* BEGIN Input for this task *

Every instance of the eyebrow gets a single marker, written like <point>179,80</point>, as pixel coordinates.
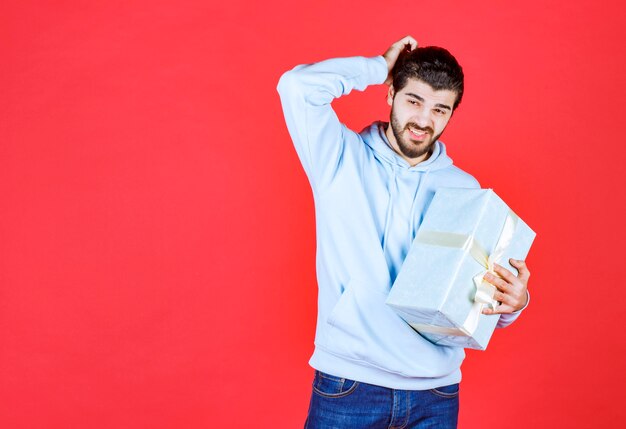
<point>442,106</point>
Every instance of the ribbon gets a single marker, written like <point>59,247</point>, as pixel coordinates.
<point>484,290</point>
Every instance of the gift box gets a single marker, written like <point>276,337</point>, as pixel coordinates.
<point>440,291</point>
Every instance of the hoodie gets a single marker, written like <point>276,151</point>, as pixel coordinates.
<point>369,203</point>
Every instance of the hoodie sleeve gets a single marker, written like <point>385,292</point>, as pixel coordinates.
<point>306,92</point>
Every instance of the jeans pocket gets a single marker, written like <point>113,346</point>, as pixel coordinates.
<point>450,391</point>
<point>331,386</point>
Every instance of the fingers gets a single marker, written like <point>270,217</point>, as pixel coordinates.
<point>504,273</point>
<point>522,269</point>
<point>501,309</point>
<point>497,282</point>
<point>407,40</point>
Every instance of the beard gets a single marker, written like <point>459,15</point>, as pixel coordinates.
<point>412,149</point>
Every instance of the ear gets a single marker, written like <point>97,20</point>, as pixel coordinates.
<point>390,95</point>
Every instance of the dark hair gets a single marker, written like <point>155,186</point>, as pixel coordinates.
<point>432,65</point>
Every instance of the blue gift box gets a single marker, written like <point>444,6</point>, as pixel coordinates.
<point>439,290</point>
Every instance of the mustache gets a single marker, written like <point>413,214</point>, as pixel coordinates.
<point>417,127</point>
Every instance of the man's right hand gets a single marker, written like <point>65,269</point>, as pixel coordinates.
<point>391,56</point>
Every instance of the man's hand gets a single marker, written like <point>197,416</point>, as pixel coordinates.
<point>391,56</point>
<point>511,290</point>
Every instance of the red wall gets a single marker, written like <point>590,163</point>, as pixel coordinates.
<point>157,231</point>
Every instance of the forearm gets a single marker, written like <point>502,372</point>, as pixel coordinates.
<point>306,94</point>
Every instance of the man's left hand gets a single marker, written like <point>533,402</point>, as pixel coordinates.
<point>510,289</point>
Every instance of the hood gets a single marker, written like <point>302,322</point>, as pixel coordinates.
<point>374,136</point>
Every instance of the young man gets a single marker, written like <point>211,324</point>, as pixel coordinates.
<point>371,191</point>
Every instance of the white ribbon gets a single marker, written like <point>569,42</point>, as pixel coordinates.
<point>484,290</point>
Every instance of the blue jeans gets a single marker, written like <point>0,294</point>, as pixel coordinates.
<point>341,403</point>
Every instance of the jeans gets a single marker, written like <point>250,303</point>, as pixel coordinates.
<point>341,403</point>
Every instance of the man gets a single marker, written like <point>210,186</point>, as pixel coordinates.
<point>371,191</point>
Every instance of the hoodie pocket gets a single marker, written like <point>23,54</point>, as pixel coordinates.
<point>353,332</point>
<point>361,327</point>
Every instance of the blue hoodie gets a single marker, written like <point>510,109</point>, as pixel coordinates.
<point>369,203</point>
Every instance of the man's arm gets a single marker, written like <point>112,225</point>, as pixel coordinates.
<point>306,93</point>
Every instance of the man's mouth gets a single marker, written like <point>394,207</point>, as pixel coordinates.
<point>417,134</point>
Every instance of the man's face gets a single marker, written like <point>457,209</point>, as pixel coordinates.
<point>419,114</point>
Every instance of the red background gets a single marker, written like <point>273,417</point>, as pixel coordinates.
<point>157,231</point>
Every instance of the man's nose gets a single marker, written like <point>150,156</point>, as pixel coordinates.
<point>422,117</point>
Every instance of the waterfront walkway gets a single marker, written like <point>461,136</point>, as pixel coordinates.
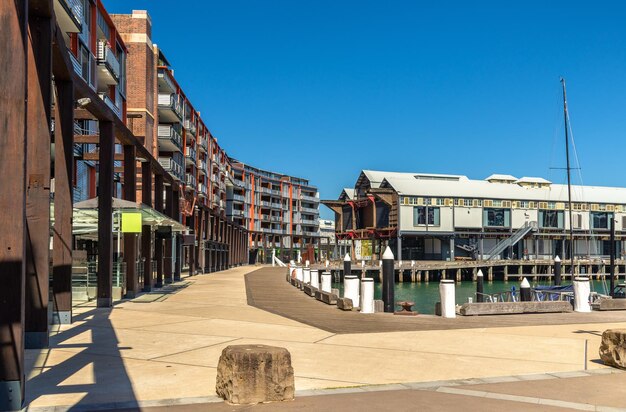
<point>162,349</point>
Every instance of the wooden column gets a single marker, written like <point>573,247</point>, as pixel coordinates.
<point>130,239</point>
<point>38,182</point>
<point>12,198</point>
<point>105,214</point>
<point>146,230</point>
<point>168,266</point>
<point>63,188</point>
<point>158,241</point>
<point>178,246</point>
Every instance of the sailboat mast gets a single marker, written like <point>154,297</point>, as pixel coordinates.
<point>569,181</point>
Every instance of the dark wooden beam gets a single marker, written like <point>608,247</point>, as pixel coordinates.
<point>39,84</point>
<point>146,231</point>
<point>13,20</point>
<point>105,214</point>
<point>63,176</point>
<point>130,239</point>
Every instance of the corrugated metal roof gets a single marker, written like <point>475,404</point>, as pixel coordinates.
<point>482,189</point>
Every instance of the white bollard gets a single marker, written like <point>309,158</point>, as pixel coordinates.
<point>367,295</point>
<point>351,289</point>
<point>581,294</point>
<point>448,303</point>
<point>315,278</point>
<point>327,282</point>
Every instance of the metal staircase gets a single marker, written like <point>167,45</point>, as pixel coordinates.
<point>516,237</point>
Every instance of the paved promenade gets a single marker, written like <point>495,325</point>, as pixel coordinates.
<point>163,348</point>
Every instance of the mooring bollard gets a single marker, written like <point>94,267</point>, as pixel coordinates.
<point>557,270</point>
<point>367,295</point>
<point>388,281</point>
<point>448,302</point>
<point>327,282</point>
<point>315,278</point>
<point>581,294</point>
<point>347,266</point>
<point>351,289</point>
<point>480,278</point>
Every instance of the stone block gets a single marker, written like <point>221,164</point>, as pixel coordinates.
<point>345,304</point>
<point>310,290</point>
<point>328,298</point>
<point>248,374</point>
<point>612,304</point>
<point>613,348</point>
<point>509,308</point>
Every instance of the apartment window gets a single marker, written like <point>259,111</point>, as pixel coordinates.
<point>600,220</point>
<point>551,219</point>
<point>497,217</point>
<point>423,215</point>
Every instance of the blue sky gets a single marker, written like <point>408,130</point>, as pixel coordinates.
<point>323,89</point>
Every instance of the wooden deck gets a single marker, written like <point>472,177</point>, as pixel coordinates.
<point>267,289</point>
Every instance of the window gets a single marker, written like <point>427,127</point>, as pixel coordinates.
<point>600,220</point>
<point>551,219</point>
<point>497,217</point>
<point>425,216</point>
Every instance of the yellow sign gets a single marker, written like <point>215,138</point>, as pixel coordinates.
<point>131,222</point>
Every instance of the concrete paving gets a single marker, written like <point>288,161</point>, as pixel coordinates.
<point>163,348</point>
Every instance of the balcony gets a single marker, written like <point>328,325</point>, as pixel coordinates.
<point>69,15</point>
<point>190,182</point>
<point>166,85</point>
<point>190,126</point>
<point>190,155</point>
<point>169,138</point>
<point>202,144</point>
<point>172,167</point>
<point>108,66</point>
<point>169,108</point>
<point>202,167</point>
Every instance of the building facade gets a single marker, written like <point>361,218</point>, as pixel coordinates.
<point>281,212</point>
<point>433,217</point>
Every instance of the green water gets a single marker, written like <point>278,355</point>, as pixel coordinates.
<point>425,295</point>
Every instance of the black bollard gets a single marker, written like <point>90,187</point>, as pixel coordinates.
<point>347,267</point>
<point>524,291</point>
<point>557,271</point>
<point>388,281</point>
<point>479,286</point>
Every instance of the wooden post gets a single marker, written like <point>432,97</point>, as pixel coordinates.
<point>168,264</point>
<point>130,239</point>
<point>38,182</point>
<point>158,241</point>
<point>146,231</point>
<point>105,214</point>
<point>13,139</point>
<point>63,175</point>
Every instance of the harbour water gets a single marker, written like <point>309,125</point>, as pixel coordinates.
<point>425,295</point>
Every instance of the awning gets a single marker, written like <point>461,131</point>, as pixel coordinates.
<point>85,216</point>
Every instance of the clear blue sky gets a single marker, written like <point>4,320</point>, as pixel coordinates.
<point>323,89</point>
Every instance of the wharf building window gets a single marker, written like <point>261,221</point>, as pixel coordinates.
<point>551,219</point>
<point>493,217</point>
<point>600,220</point>
<point>423,215</point>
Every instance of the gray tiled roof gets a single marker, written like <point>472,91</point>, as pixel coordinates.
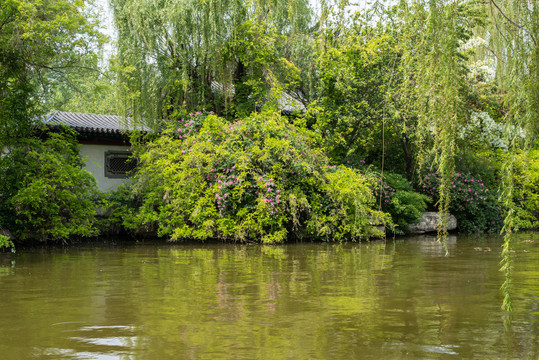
<point>91,123</point>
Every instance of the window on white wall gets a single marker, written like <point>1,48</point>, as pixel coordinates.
<point>118,164</point>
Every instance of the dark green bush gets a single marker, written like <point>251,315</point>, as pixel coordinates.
<point>45,193</point>
<point>397,197</point>
<point>472,202</point>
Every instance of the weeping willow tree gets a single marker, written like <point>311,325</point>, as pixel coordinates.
<point>435,72</point>
<point>191,54</point>
<point>433,79</point>
<point>513,33</point>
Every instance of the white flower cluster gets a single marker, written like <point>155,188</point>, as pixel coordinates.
<point>482,68</point>
<point>483,128</point>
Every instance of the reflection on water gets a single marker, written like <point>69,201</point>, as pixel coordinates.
<point>400,299</point>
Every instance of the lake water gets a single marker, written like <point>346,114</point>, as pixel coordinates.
<point>402,299</point>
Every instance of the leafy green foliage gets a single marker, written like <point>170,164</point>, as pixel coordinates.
<point>5,242</point>
<point>257,179</point>
<point>222,54</point>
<point>527,189</point>
<point>472,202</point>
<point>397,197</point>
<point>46,195</point>
<point>41,42</point>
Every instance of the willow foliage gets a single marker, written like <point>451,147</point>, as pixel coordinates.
<point>191,54</point>
<point>514,33</point>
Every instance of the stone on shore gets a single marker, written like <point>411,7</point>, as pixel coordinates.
<point>429,223</point>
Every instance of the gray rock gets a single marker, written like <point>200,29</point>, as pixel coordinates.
<point>429,223</point>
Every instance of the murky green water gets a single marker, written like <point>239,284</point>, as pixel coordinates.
<point>398,300</point>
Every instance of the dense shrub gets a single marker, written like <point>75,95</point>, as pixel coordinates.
<point>256,179</point>
<point>472,202</point>
<point>526,194</point>
<point>45,193</point>
<point>397,197</point>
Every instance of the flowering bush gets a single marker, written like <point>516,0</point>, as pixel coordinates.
<point>472,203</point>
<point>256,179</point>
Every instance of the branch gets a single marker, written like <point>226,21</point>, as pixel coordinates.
<point>514,23</point>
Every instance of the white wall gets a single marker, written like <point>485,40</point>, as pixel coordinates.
<point>94,159</point>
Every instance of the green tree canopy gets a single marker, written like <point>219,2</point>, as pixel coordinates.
<point>41,43</point>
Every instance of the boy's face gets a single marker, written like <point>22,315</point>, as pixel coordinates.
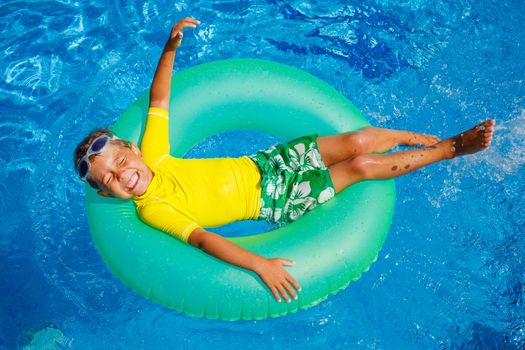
<point>121,172</point>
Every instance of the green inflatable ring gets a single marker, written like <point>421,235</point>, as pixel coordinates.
<point>332,245</point>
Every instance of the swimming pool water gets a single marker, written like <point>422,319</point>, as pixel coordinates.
<point>451,273</point>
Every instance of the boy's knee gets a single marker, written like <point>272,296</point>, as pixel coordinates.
<point>358,141</point>
<point>361,166</point>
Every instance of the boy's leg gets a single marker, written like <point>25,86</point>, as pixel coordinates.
<point>386,166</point>
<point>370,139</point>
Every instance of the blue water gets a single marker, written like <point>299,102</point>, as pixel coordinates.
<point>451,273</point>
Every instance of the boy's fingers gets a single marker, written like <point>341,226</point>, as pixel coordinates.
<point>283,293</point>
<point>287,262</point>
<point>293,282</point>
<point>275,294</point>
<point>290,290</point>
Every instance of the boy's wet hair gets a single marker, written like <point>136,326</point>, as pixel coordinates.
<point>83,146</point>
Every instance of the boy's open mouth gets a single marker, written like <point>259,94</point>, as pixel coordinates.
<point>133,181</point>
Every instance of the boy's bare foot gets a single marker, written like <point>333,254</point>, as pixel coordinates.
<point>471,141</point>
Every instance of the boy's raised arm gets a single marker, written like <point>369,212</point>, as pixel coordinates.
<point>161,85</point>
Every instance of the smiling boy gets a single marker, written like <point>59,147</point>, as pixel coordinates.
<point>182,196</point>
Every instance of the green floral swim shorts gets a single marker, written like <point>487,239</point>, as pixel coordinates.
<point>294,180</point>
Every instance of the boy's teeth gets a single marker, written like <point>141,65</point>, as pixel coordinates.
<point>132,180</point>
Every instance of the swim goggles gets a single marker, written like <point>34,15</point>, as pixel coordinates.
<point>96,147</point>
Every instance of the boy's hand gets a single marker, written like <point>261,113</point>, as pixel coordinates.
<point>178,30</point>
<point>273,274</point>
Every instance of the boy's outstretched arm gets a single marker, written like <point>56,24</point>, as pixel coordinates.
<point>161,85</point>
<point>271,271</point>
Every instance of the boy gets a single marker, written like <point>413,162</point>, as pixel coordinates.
<point>181,196</point>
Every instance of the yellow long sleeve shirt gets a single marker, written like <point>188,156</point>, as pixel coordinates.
<point>186,194</point>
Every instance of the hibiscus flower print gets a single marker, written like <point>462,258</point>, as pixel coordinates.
<point>299,201</point>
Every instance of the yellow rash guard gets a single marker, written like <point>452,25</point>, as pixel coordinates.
<point>186,194</point>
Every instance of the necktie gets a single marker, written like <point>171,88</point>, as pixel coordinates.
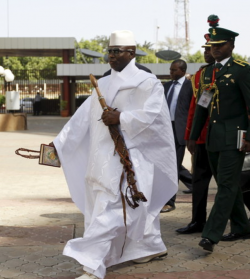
<point>218,66</point>
<point>171,93</point>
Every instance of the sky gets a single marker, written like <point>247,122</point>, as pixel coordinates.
<point>150,20</point>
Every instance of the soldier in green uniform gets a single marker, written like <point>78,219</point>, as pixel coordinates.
<point>224,95</point>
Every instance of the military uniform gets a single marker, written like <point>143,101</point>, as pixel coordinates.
<point>228,114</point>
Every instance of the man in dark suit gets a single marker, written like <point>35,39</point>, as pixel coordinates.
<point>224,96</point>
<point>178,93</point>
<point>202,173</point>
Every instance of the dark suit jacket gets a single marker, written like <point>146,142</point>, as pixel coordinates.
<point>139,66</point>
<point>182,107</point>
<point>233,83</point>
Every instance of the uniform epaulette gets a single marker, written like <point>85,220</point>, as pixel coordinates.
<point>204,66</point>
<point>241,62</point>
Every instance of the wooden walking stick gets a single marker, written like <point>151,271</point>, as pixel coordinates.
<point>121,149</point>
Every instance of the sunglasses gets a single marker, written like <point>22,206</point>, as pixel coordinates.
<point>117,51</point>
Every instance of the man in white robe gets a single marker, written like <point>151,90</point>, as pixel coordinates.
<point>93,172</point>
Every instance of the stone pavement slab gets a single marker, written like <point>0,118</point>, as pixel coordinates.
<point>35,199</point>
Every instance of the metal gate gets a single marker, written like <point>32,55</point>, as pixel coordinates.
<point>30,82</point>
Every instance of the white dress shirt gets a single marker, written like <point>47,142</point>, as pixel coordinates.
<point>175,96</point>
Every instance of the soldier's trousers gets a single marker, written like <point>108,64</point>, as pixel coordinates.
<point>226,167</point>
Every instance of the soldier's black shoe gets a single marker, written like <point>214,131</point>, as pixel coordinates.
<point>191,228</point>
<point>207,244</point>
<point>235,236</point>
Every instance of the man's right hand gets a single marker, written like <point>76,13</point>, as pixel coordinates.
<point>191,146</point>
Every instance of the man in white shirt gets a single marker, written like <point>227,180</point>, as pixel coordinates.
<point>114,232</point>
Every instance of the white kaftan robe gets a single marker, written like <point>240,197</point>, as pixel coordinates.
<point>93,172</point>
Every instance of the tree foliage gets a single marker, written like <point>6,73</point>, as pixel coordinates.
<point>100,44</point>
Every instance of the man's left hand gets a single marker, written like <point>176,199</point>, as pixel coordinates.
<point>111,117</point>
<point>245,146</point>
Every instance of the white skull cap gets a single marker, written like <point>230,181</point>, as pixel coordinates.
<point>122,38</point>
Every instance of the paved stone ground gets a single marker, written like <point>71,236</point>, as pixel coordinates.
<point>37,217</point>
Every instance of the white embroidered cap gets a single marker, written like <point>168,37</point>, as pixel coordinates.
<point>122,38</point>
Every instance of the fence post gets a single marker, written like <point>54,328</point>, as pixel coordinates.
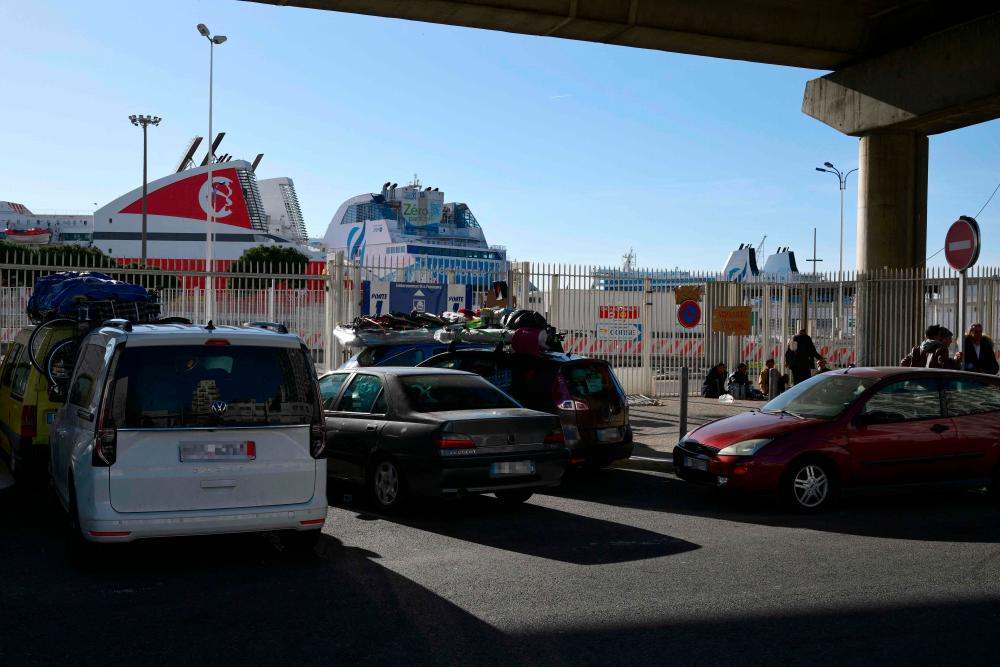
<point>270,301</point>
<point>646,338</point>
<point>337,308</point>
<point>523,286</point>
<point>328,317</point>
<point>682,421</point>
<point>553,314</point>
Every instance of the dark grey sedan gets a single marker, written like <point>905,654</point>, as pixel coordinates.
<point>431,432</point>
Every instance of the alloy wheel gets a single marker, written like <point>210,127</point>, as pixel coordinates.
<point>386,484</point>
<point>811,485</point>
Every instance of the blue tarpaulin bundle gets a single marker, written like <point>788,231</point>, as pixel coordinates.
<point>89,295</point>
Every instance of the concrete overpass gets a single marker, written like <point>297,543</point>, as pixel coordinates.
<point>901,70</point>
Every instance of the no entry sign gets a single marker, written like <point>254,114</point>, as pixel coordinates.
<point>689,314</point>
<point>961,244</point>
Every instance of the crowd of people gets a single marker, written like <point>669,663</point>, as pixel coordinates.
<point>977,354</point>
<point>803,361</point>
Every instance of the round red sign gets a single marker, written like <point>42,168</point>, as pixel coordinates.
<point>961,244</point>
<point>689,314</point>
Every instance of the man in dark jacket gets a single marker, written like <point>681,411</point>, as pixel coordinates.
<point>715,381</point>
<point>918,355</point>
<point>977,352</point>
<point>801,356</point>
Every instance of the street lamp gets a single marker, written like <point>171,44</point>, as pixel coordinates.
<point>842,179</point>
<point>210,220</point>
<point>144,122</point>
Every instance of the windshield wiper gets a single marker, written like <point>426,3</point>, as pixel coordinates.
<point>783,412</point>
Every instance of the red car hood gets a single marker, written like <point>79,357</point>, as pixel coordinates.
<point>749,426</point>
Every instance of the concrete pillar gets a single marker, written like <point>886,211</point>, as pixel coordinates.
<point>892,201</point>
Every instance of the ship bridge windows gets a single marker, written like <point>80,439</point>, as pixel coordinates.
<point>368,211</point>
<point>467,253</point>
<point>460,216</point>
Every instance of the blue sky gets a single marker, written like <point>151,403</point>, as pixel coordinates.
<point>566,151</point>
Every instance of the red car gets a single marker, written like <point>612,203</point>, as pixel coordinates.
<point>863,427</point>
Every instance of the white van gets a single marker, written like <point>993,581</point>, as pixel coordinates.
<point>178,429</point>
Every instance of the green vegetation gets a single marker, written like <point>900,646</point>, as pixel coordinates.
<point>268,262</point>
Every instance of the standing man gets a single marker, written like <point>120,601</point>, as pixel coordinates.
<point>802,356</point>
<point>978,355</point>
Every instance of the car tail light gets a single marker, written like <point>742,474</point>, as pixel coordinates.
<point>455,444</point>
<point>29,421</point>
<point>564,399</point>
<point>106,439</point>
<point>555,437</point>
<point>105,447</point>
<point>317,429</point>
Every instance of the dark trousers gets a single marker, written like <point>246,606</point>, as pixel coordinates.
<point>801,373</point>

* END Input for this task *

▶ [What to do] Output the line holding "Every instance of the ship", then every later line through the end of the records above, exactly as given and nothing else.

▶ [The response]
Every instance of the ship bridge windows gets a single marker, written like <point>80,439</point>, as pixel coordinates.
<point>368,211</point>
<point>467,253</point>
<point>460,216</point>
Every instance of the blue sky gets a single marker, written like <point>151,403</point>, as pixel coordinates.
<point>566,151</point>
Every instance of the red car gets a single marker, written like <point>612,203</point>, as pixel coordinates.
<point>863,427</point>
Every instance of the white van gets a single marker, written like <point>993,581</point>, as pixel coordinates.
<point>178,429</point>
Every instance of the green vegetation gets a single marker, written like <point>900,646</point>, as pixel coordinates.
<point>268,262</point>
Every instance of the standing man gets a single marker, written like <point>120,601</point>, as pixel coordinates.
<point>802,356</point>
<point>978,355</point>
Every instance of the car tail light gets a single marker, written like <point>742,474</point>, as pixel coordinates.
<point>455,444</point>
<point>29,421</point>
<point>564,399</point>
<point>106,439</point>
<point>555,437</point>
<point>105,447</point>
<point>317,429</point>
Every instance of the dark trousers gets a single marker, written like <point>246,606</point>, as pixel coordinates.
<point>801,373</point>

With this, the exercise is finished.